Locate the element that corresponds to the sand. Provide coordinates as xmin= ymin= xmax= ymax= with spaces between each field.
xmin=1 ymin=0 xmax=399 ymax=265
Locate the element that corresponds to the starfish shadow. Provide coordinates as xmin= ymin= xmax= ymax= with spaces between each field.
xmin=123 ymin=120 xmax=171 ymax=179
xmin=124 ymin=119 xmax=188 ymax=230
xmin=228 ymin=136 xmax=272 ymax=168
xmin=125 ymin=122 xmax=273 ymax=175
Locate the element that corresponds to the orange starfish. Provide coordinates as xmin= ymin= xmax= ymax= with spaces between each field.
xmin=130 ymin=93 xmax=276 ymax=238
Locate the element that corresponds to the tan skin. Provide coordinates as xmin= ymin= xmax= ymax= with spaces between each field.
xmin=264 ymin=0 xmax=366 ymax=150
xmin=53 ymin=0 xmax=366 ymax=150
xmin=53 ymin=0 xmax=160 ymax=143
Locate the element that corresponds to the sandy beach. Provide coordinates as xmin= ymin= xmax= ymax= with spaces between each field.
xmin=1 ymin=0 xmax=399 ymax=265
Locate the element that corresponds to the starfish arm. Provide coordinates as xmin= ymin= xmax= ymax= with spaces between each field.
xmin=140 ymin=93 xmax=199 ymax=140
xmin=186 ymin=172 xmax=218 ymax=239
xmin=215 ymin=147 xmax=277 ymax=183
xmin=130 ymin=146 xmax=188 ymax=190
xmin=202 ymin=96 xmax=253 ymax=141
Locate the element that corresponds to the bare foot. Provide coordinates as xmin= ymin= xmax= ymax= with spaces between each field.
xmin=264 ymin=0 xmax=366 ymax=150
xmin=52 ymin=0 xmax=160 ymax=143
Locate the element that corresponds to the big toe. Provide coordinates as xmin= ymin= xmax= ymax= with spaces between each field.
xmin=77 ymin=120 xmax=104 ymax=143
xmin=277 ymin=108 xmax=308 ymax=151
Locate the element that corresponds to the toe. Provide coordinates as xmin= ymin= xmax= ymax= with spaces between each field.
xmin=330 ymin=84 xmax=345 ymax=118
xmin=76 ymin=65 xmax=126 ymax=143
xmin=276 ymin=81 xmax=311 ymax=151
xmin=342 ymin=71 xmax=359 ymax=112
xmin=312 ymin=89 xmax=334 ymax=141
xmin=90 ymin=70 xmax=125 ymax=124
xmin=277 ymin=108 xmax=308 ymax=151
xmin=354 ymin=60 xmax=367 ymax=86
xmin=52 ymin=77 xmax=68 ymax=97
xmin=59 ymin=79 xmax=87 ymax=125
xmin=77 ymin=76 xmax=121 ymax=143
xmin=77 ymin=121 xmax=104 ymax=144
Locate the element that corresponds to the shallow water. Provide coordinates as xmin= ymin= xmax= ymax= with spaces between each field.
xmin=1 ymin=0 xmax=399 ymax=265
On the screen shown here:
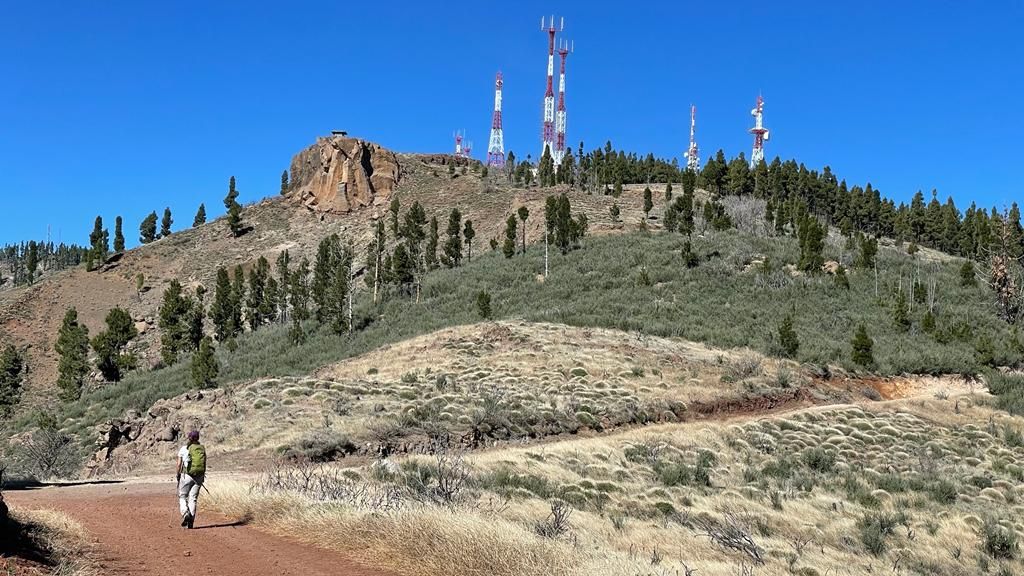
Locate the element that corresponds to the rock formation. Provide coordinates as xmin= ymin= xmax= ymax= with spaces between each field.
xmin=287 ymin=135 xmax=401 ymax=214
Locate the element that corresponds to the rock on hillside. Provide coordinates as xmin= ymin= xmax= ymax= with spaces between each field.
xmin=288 ymin=135 xmax=401 ymax=214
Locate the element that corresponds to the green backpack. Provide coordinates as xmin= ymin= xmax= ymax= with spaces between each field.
xmin=187 ymin=444 xmax=207 ymax=476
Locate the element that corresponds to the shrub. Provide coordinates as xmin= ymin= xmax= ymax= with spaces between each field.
xmin=278 ymin=429 xmax=356 ymax=462
xmin=928 ymin=479 xmax=959 ymax=504
xmin=802 ymin=447 xmax=836 ymax=473
xmin=858 ymin=512 xmax=899 ymax=556
xmin=983 ymin=519 xmax=1019 ymax=559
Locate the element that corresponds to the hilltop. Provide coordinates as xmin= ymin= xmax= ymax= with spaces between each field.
xmin=2 ymin=134 xmax=1023 ymax=576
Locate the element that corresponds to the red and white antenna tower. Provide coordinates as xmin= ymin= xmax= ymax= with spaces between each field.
xmin=554 ymin=38 xmax=572 ymax=167
xmin=453 ymin=130 xmax=464 ymax=158
xmin=540 ymin=15 xmax=562 ymax=161
xmin=749 ymin=95 xmax=770 ymax=168
xmin=464 ymin=140 xmax=473 ymax=158
xmin=487 ymin=72 xmax=505 ymax=168
xmin=685 ymin=104 xmax=700 ymax=172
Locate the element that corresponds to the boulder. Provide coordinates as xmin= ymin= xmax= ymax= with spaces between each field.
xmin=822 ymin=260 xmax=841 ymax=275
xmin=288 ymin=135 xmax=401 ymax=215
xmin=134 ymin=321 xmax=149 ymax=335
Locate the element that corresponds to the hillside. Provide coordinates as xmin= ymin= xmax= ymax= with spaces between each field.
xmin=3 ymin=135 xmax=1023 ymax=576
xmin=0 ymin=137 xmax=658 ymax=407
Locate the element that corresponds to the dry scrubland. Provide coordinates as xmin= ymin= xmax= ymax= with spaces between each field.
xmin=97 ymin=320 xmax=818 ymax=474
xmin=211 ymin=389 xmax=1024 ymax=576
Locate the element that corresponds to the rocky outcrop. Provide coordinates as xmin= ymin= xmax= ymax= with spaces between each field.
xmin=287 ymin=135 xmax=401 ymax=215
xmin=87 ymin=389 xmax=232 ymax=476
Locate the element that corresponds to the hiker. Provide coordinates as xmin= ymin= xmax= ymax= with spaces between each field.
xmin=176 ymin=429 xmax=207 ymax=529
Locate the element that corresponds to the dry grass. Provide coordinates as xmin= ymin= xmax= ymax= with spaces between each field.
xmin=211 ymin=483 xmax=577 ymax=576
xmin=3 ymin=508 xmax=98 ymax=576
xmin=208 ymin=391 xmax=1024 ymax=576
xmin=99 ymin=320 xmax=802 ymax=475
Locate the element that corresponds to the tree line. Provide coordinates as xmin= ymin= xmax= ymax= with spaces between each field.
xmin=1 ymin=241 xmax=87 ymax=287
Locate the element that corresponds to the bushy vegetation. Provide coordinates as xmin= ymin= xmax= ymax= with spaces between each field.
xmin=46 ymin=223 xmax=1022 ymax=435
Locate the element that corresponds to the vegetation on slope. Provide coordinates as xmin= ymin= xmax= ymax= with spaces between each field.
xmin=46 ymin=217 xmax=1022 ymax=439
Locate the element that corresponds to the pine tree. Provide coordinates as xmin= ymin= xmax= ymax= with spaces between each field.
xmin=114 ymin=216 xmax=125 ymax=252
xmin=391 ymin=244 xmax=416 ymax=293
xmin=280 ymin=169 xmax=290 ymax=195
xmin=442 ymin=208 xmax=463 ymax=267
xmin=463 ymin=220 xmax=476 ymax=262
xmin=892 ymin=289 xmax=911 ymax=331
xmin=778 ymin=315 xmax=800 ymax=358
xmin=209 ymin=268 xmax=234 ymax=341
xmin=954 ymin=262 xmax=976 ymax=291
xmin=225 ymin=176 xmax=243 ymax=237
xmin=506 ymin=151 xmax=516 ymax=183
xmin=190 ymin=337 xmax=219 ymax=389
xmin=188 ymin=286 xmax=205 ymax=351
xmin=517 ymin=206 xmax=529 ymax=255
xmin=851 ymin=324 xmax=875 ymax=368
xmin=389 ymin=197 xmax=401 ymax=237
xmin=679 ymin=188 xmax=695 ymax=237
xmin=91 ymin=307 xmax=138 ymax=381
xmin=643 ymin=186 xmax=653 ymax=219
xmin=247 ymin=256 xmax=270 ymax=330
xmin=193 ymin=203 xmax=206 ymax=227
xmin=140 ymin=211 xmax=158 ymax=244
xmin=89 ymin=216 xmax=109 ymax=263
xmin=797 ymin=215 xmax=826 ymax=272
xmin=538 ymin=146 xmax=555 ymax=187
xmin=313 ymin=235 xmax=341 ymax=321
xmin=477 ymin=291 xmax=492 ymax=319
xmin=230 ymin=265 xmax=246 ymax=337
xmin=610 ymin=203 xmax=620 ymax=223
xmin=922 ymin=309 xmax=937 ymax=333
xmin=55 ymin=308 xmax=90 ymax=402
xmin=161 ymin=207 xmax=173 ymax=237
xmin=25 ymin=241 xmax=38 ymax=285
xmin=613 ymin=181 xmax=623 ymax=197
xmin=0 ymin=344 xmax=24 ymax=415
xmin=425 ymin=216 xmax=439 ymax=270
xmin=664 ymin=182 xmax=673 ymax=203
xmin=289 ymin=258 xmax=311 ymax=322
xmin=856 ymin=235 xmax=878 ymax=269
xmin=503 ymin=215 xmax=517 ymax=259
xmin=159 ymin=279 xmax=193 ymax=366
xmin=544 ymin=196 xmax=557 ymax=276
xmin=275 ymin=251 xmax=291 ymax=322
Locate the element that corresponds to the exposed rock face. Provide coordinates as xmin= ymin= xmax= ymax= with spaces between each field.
xmin=287 ymin=135 xmax=401 ymax=214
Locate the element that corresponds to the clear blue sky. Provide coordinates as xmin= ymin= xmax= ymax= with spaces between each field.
xmin=1 ymin=1 xmax=1021 ymax=247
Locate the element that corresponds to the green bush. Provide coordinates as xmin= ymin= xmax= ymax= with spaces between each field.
xmin=983 ymin=519 xmax=1019 ymax=559
xmin=802 ymin=447 xmax=836 ymax=473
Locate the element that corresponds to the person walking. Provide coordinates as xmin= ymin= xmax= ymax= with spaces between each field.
xmin=176 ymin=429 xmax=207 ymax=529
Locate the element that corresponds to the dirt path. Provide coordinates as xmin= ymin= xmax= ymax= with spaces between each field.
xmin=5 ymin=481 xmax=395 ymax=576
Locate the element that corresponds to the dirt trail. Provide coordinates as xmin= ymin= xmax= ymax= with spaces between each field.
xmin=6 ymin=481 xmax=394 ymax=576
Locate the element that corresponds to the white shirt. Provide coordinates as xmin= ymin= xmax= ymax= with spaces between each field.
xmin=178 ymin=445 xmax=191 ymax=470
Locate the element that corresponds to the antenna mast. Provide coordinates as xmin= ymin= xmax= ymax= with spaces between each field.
xmin=487 ymin=72 xmax=505 ymax=168
xmin=686 ymin=105 xmax=700 ymax=172
xmin=554 ymin=38 xmax=572 ymax=168
xmin=749 ymin=95 xmax=770 ymax=168
xmin=540 ymin=15 xmax=562 ymax=161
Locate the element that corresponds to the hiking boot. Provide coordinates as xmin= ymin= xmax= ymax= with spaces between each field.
xmin=187 ymin=514 xmax=195 ymax=529
xmin=181 ymin=513 xmax=191 ymax=528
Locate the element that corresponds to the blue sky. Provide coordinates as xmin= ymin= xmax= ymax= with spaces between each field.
xmin=1 ymin=1 xmax=1020 ymax=247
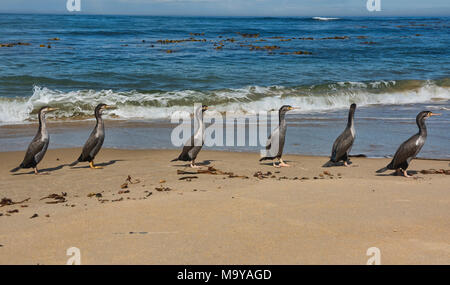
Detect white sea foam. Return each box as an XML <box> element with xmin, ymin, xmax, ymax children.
<box><xmin>312</xmin><ymin>17</ymin><xmax>340</xmax><ymax>21</ymax></box>
<box><xmin>0</xmin><ymin>82</ymin><xmax>449</xmax><ymax>123</ymax></box>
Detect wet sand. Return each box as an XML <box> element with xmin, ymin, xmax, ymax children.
<box><xmin>0</xmin><ymin>148</ymin><xmax>449</xmax><ymax>264</ymax></box>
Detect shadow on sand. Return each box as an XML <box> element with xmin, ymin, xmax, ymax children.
<box><xmin>70</xmin><ymin>159</ymin><xmax>124</xmax><ymax>169</ymax></box>
<box><xmin>171</xmin><ymin>159</ymin><xmax>216</xmax><ymax>168</ymax></box>
<box><xmin>11</xmin><ymin>160</ymin><xmax>124</xmax><ymax>175</ymax></box>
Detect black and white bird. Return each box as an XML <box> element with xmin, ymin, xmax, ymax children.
<box><xmin>69</xmin><ymin>103</ymin><xmax>114</xmax><ymax>169</ymax></box>
<box><xmin>259</xmin><ymin>105</ymin><xmax>296</xmax><ymax>167</ymax></box>
<box><xmin>376</xmin><ymin>111</ymin><xmax>440</xmax><ymax>177</ymax></box>
<box><xmin>323</xmin><ymin>103</ymin><xmax>357</xmax><ymax>167</ymax></box>
<box><xmin>171</xmin><ymin>105</ymin><xmax>209</xmax><ymax>168</ymax></box>
<box><xmin>10</xmin><ymin>106</ymin><xmax>58</xmax><ymax>175</ymax></box>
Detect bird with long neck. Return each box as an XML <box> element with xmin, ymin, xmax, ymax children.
<box><xmin>69</xmin><ymin>103</ymin><xmax>114</xmax><ymax>169</ymax></box>
<box><xmin>259</xmin><ymin>105</ymin><xmax>296</xmax><ymax>168</ymax></box>
<box><xmin>376</xmin><ymin>111</ymin><xmax>440</xmax><ymax>177</ymax></box>
<box><xmin>10</xmin><ymin>106</ymin><xmax>58</xmax><ymax>175</ymax></box>
<box><xmin>172</xmin><ymin>105</ymin><xmax>209</xmax><ymax>168</ymax></box>
<box><xmin>324</xmin><ymin>103</ymin><xmax>357</xmax><ymax>167</ymax></box>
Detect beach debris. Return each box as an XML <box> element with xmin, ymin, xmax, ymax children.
<box><xmin>159</xmin><ymin>179</ymin><xmax>166</xmax><ymax>184</ymax></box>
<box><xmin>112</xmin><ymin>197</ymin><xmax>124</xmax><ymax>202</ymax></box>
<box><xmin>87</xmin><ymin>193</ymin><xmax>102</xmax><ymax>198</ymax></box>
<box><xmin>253</xmin><ymin>171</ymin><xmax>273</xmax><ymax>179</ymax></box>
<box><xmin>49</xmin><ymin>37</ymin><xmax>60</xmax><ymax>41</ymax></box>
<box><xmin>129</xmin><ymin>232</ymin><xmax>148</xmax><ymax>235</ymax></box>
<box><xmin>40</xmin><ymin>193</ymin><xmax>67</xmax><ymax>204</ymax></box>
<box><xmin>7</xmin><ymin>209</ymin><xmax>19</xmax><ymax>214</ymax></box>
<box><xmin>145</xmin><ymin>192</ymin><xmax>153</xmax><ymax>197</ymax></box>
<box><xmin>30</xmin><ymin>214</ymin><xmax>38</xmax><ymax>219</ymax></box>
<box><xmin>45</xmin><ymin>214</ymin><xmax>50</xmax><ymax>218</ymax></box>
<box><xmin>155</xmin><ymin>186</ymin><xmax>172</xmax><ymax>192</ymax></box>
<box><xmin>126</xmin><ymin>175</ymin><xmax>141</xmax><ymax>184</ymax></box>
<box><xmin>118</xmin><ymin>190</ymin><xmax>130</xmax><ymax>194</ymax></box>
<box><xmin>0</xmin><ymin>197</ymin><xmax>30</xmax><ymax>207</ymax></box>
<box><xmin>179</xmin><ymin>176</ymin><xmax>199</xmax><ymax>181</ymax></box>
<box><xmin>0</xmin><ymin>213</ymin><xmax>3</xmax><ymax>217</ymax></box>
<box><xmin>177</xmin><ymin>167</ymin><xmax>247</xmax><ymax>179</ymax></box>
<box><xmin>420</xmin><ymin>169</ymin><xmax>450</xmax><ymax>175</ymax></box>
<box><xmin>120</xmin><ymin>175</ymin><xmax>141</xmax><ymax>189</ymax></box>
<box><xmin>361</xmin><ymin>41</ymin><xmax>376</xmax><ymax>45</ymax></box>
<box><xmin>177</xmin><ymin>170</ymin><xmax>197</xmax><ymax>175</ymax></box>
<box><xmin>198</xmin><ymin>166</ymin><xmax>248</xmax><ymax>178</ymax></box>
<box><xmin>166</xmin><ymin>49</ymin><xmax>173</xmax><ymax>53</ymax></box>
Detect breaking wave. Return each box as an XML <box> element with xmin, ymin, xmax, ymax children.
<box><xmin>0</xmin><ymin>79</ymin><xmax>449</xmax><ymax>123</ymax></box>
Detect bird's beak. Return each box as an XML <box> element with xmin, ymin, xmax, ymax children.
<box><xmin>289</xmin><ymin>107</ymin><xmax>298</xmax><ymax>110</ymax></box>
<box><xmin>429</xmin><ymin>112</ymin><xmax>441</xmax><ymax>117</ymax></box>
<box><xmin>104</xmin><ymin>105</ymin><xmax>115</xmax><ymax>110</ymax></box>
<box><xmin>48</xmin><ymin>107</ymin><xmax>59</xmax><ymax>112</ymax></box>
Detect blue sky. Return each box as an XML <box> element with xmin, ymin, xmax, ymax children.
<box><xmin>1</xmin><ymin>0</ymin><xmax>449</xmax><ymax>16</ymax></box>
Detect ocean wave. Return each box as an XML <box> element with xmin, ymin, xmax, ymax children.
<box><xmin>312</xmin><ymin>17</ymin><xmax>340</xmax><ymax>21</ymax></box>
<box><xmin>0</xmin><ymin>80</ymin><xmax>449</xmax><ymax>123</ymax></box>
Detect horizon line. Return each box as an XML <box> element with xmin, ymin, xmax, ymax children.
<box><xmin>0</xmin><ymin>11</ymin><xmax>449</xmax><ymax>17</ymax></box>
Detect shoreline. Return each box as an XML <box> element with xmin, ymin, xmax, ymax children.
<box><xmin>1</xmin><ymin>148</ymin><xmax>449</xmax><ymax>264</ymax></box>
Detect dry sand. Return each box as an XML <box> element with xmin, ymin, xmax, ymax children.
<box><xmin>0</xmin><ymin>148</ymin><xmax>449</xmax><ymax>264</ymax></box>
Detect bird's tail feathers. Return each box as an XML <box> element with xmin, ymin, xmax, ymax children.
<box><xmin>376</xmin><ymin>167</ymin><xmax>388</xmax><ymax>173</ymax></box>
<box><xmin>10</xmin><ymin>165</ymin><xmax>21</xmax><ymax>173</ymax></box>
<box><xmin>259</xmin><ymin>157</ymin><xmax>273</xmax><ymax>162</ymax></box>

——————

■ Task goal: Above are some records; copy exactly the lines from the one with "Locate the element that corresponds to the sandy" through the one with "On the screen", both included, and no others.

■ Task answer:
Locate the element that corresponds to the sandy beach. Provide coordinates as xmin= ymin= xmax= ymax= with spaces between each field.
xmin=1 ymin=0 xmax=399 ymax=265
Locate the element that corresponds to the starfish arm. Provide coordinates as xmin= ymin= xmax= ymax= with spaces between each field.
xmin=140 ymin=93 xmax=199 ymax=140
xmin=186 ymin=172 xmax=218 ymax=239
xmin=215 ymin=147 xmax=277 ymax=183
xmin=130 ymin=146 xmax=188 ymax=190
xmin=202 ymin=96 xmax=253 ymax=141
Locate the element that corresponds to the bare foot. Provide coordinates as xmin= ymin= xmax= ymax= with spaces between each field.
xmin=264 ymin=0 xmax=366 ymax=150
xmin=52 ymin=0 xmax=160 ymax=143
Locate the element that corresponds to the big toe. Provide coordinates as xmin= ymin= xmax= ymax= with spaces between each field.
xmin=77 ymin=120 xmax=104 ymax=143
xmin=277 ymin=108 xmax=308 ymax=151
Locate the element that corresponds to the toe. Provide coordinates as xmin= ymin= xmax= ymax= with spaces between each field.
xmin=330 ymin=84 xmax=345 ymax=118
xmin=76 ymin=65 xmax=126 ymax=143
xmin=276 ymin=81 xmax=311 ymax=151
xmin=342 ymin=71 xmax=359 ymax=112
xmin=312 ymin=89 xmax=334 ymax=141
xmin=90 ymin=70 xmax=125 ymax=124
xmin=277 ymin=108 xmax=308 ymax=151
xmin=354 ymin=60 xmax=367 ymax=86
xmin=52 ymin=77 xmax=68 ymax=97
xmin=59 ymin=79 xmax=87 ymax=125
xmin=77 ymin=76 xmax=121 ymax=143
xmin=77 ymin=121 xmax=104 ymax=144
Locate the element that corresponds to the shallow water. Provide coordinates as xmin= ymin= xmax= ymax= with spaces between each field.
xmin=1 ymin=0 xmax=399 ymax=265
On the screen shown here:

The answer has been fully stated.